◆ Extracted material:

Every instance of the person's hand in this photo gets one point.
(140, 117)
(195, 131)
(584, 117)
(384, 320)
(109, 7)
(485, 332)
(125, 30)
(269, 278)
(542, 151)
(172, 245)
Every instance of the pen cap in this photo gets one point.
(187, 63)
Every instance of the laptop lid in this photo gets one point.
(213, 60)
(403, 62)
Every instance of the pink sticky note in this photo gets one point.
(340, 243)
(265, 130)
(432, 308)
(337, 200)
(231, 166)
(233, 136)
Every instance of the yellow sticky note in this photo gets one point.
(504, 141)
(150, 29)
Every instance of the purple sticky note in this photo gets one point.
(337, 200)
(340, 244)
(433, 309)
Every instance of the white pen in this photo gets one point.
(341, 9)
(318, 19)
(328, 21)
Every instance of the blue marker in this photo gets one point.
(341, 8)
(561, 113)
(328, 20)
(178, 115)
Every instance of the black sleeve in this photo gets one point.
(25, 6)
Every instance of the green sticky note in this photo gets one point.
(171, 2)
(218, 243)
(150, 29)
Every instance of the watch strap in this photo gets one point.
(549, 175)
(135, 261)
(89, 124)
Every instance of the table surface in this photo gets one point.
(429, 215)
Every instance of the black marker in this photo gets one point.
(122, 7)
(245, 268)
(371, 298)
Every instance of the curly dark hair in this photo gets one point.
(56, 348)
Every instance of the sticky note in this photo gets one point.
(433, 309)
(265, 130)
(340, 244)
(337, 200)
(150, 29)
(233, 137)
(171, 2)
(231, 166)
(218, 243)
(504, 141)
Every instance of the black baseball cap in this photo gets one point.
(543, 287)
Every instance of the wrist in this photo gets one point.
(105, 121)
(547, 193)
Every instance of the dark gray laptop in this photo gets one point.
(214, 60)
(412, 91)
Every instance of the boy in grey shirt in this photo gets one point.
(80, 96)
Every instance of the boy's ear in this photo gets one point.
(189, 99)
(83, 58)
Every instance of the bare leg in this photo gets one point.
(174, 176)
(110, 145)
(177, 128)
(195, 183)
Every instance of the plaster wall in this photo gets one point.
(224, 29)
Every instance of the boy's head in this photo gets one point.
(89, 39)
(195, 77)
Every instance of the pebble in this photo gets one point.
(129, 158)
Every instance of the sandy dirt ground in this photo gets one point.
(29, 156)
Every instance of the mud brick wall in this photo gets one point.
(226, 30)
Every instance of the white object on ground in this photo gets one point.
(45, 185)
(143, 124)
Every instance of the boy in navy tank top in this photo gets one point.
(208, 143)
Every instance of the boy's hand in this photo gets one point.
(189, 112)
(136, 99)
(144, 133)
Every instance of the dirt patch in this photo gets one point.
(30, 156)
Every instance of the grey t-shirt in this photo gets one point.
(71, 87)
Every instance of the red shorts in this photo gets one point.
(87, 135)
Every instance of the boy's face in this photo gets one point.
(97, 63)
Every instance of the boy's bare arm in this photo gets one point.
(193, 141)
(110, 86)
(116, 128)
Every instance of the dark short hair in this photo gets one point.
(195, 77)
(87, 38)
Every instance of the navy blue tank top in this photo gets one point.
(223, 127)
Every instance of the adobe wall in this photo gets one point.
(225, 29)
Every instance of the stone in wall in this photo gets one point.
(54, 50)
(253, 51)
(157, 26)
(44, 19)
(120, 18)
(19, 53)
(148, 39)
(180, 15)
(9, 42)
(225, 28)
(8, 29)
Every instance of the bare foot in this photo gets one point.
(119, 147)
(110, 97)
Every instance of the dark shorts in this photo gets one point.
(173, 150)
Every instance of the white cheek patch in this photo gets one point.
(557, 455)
* * *
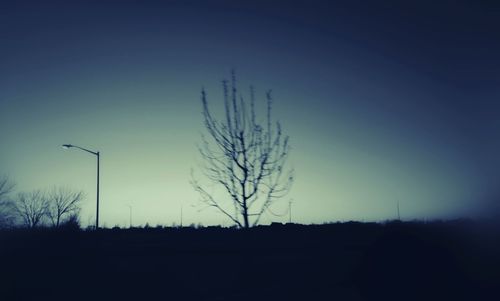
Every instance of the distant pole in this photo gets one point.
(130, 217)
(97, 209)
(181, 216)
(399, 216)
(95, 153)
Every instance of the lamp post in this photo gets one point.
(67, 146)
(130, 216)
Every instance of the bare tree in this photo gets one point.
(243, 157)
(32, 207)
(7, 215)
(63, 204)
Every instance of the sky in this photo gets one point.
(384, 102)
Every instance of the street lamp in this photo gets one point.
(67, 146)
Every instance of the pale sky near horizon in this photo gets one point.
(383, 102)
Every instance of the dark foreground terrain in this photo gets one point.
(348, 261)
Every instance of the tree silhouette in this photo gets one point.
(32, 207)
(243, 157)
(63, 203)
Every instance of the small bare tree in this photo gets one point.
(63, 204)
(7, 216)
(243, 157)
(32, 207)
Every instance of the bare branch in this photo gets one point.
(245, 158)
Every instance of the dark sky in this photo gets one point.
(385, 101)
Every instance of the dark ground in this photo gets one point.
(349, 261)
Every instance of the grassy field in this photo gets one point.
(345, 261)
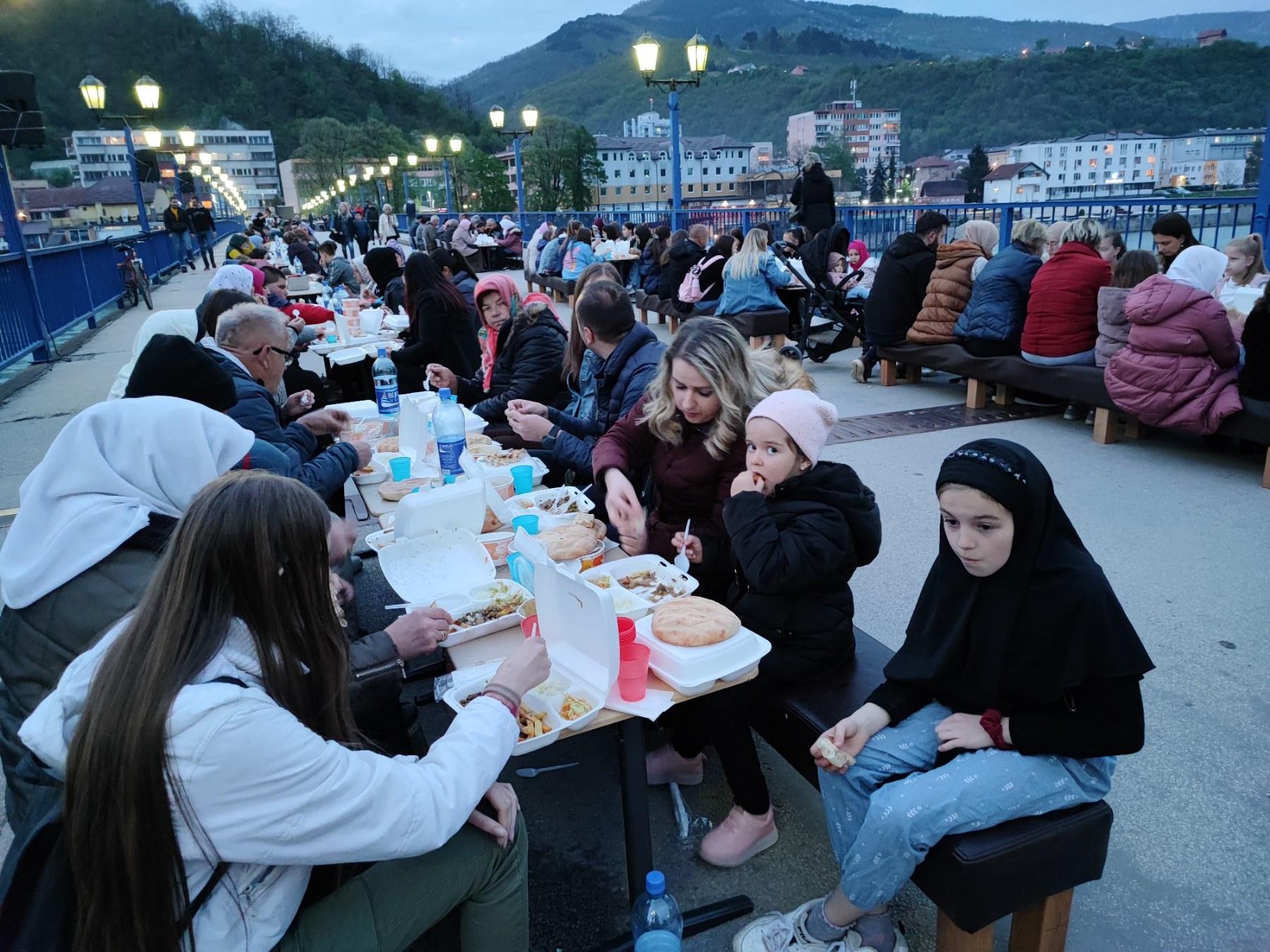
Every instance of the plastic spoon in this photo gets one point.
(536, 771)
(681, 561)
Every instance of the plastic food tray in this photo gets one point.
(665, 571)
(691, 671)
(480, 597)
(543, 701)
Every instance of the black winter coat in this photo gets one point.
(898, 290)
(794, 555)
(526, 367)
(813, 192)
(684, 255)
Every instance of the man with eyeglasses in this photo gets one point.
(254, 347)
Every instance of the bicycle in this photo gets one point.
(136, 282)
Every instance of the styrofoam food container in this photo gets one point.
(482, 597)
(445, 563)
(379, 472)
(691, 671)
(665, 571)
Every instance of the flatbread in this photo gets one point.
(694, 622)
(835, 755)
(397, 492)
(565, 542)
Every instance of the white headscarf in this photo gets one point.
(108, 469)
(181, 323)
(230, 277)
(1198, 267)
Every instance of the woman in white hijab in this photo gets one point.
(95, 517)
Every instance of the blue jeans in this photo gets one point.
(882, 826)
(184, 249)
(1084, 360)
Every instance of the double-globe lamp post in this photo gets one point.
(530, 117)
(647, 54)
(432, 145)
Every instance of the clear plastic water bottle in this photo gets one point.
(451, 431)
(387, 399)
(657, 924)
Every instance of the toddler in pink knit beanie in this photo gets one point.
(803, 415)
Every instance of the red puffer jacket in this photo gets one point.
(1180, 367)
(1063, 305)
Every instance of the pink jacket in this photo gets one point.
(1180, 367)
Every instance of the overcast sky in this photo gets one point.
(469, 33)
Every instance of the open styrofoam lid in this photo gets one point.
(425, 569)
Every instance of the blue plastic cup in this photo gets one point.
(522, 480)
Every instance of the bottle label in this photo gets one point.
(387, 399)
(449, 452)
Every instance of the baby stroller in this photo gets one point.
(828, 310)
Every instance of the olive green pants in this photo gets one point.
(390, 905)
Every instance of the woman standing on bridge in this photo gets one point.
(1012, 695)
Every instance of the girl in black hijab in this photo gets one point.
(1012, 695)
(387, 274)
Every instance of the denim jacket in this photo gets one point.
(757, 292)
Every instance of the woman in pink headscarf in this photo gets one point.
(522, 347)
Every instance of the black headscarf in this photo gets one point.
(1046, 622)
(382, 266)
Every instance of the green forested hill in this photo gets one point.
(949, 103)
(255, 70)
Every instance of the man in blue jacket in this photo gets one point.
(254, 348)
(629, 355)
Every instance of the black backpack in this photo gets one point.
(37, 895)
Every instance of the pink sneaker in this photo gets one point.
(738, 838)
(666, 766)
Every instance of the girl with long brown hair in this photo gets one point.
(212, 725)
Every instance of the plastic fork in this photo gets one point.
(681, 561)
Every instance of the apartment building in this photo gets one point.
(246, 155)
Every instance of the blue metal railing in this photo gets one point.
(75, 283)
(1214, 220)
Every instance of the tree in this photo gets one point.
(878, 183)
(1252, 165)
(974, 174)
...
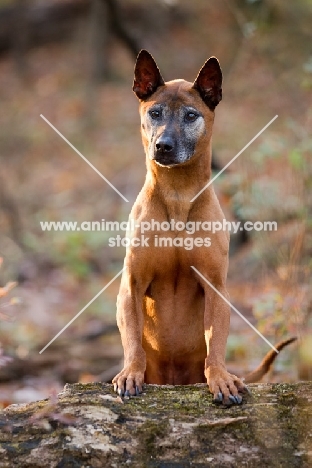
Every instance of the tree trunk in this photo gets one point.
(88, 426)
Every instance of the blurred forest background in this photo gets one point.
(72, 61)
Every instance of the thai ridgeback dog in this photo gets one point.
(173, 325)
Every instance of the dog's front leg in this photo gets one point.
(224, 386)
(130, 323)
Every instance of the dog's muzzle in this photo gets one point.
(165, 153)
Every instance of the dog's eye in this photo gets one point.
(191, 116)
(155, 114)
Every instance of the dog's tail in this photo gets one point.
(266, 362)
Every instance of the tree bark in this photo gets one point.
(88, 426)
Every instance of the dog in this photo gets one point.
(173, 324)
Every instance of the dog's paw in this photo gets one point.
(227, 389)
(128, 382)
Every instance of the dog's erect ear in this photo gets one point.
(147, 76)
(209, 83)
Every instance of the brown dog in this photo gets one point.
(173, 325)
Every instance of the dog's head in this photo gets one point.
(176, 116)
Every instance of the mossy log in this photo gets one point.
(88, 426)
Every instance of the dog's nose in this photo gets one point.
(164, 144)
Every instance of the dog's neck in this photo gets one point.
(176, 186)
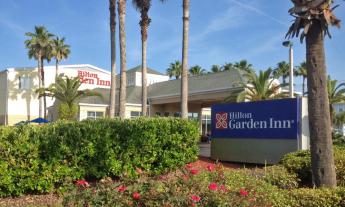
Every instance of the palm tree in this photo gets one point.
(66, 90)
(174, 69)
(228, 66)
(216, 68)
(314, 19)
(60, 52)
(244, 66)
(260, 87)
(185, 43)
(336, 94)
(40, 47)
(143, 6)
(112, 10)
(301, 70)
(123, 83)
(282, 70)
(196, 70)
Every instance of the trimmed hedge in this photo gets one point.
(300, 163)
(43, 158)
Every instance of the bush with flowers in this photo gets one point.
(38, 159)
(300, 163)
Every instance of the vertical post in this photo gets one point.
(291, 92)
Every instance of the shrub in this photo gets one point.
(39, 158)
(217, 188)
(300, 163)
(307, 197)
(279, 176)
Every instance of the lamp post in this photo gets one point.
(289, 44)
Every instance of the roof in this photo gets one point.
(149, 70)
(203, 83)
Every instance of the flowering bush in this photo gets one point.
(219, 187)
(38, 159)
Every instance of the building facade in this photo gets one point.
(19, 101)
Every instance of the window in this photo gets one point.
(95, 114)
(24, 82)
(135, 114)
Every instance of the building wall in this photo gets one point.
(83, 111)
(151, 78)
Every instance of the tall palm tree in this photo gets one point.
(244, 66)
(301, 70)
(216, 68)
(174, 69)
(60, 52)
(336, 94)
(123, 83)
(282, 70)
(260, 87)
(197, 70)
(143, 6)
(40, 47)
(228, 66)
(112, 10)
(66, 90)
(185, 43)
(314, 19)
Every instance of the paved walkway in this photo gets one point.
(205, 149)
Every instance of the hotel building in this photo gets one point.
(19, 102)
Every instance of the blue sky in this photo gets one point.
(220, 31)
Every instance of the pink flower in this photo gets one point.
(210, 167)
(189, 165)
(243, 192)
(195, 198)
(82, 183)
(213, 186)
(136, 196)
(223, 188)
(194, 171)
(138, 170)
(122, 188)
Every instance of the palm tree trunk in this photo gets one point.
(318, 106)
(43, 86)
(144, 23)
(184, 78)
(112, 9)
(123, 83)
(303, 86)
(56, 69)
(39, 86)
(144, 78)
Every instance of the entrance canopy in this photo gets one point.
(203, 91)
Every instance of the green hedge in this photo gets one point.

◆ Requirements:
Select every line in the three blocks above that contains the word "jacket". Case matters.

◆ Output:
Every instance of the red puffer jacket in this photo gets one point.
Every instance of the pink jacket in this photo gets one point.
Every instance of the denim jacket in this photo gets one point.
Every instance of the man in blue jacket in this photo gets one point.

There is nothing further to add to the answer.